- _What is being asked_
Without copying the images, write out all the entries below verbatim.

- _Given records_
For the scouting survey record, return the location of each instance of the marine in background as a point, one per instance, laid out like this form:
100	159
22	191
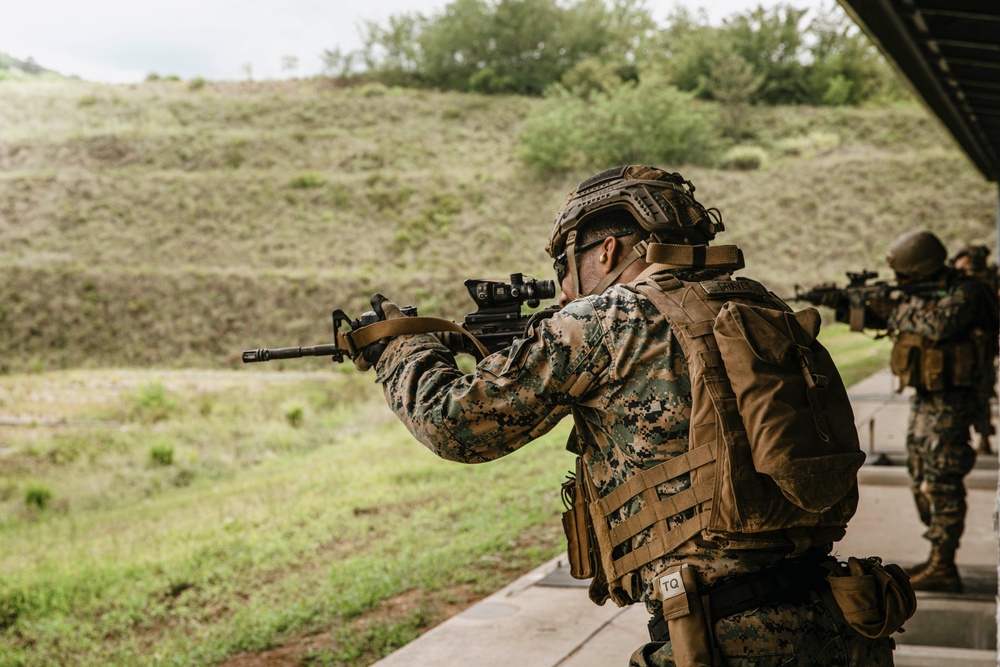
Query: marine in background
940	334
973	260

- _Reply to the exercise_
For the scouting survey record, return the location of each instance of the marine in background as a point, one per instance, laid out like this form:
100	159
22	191
Query: marine in background
940	334
973	260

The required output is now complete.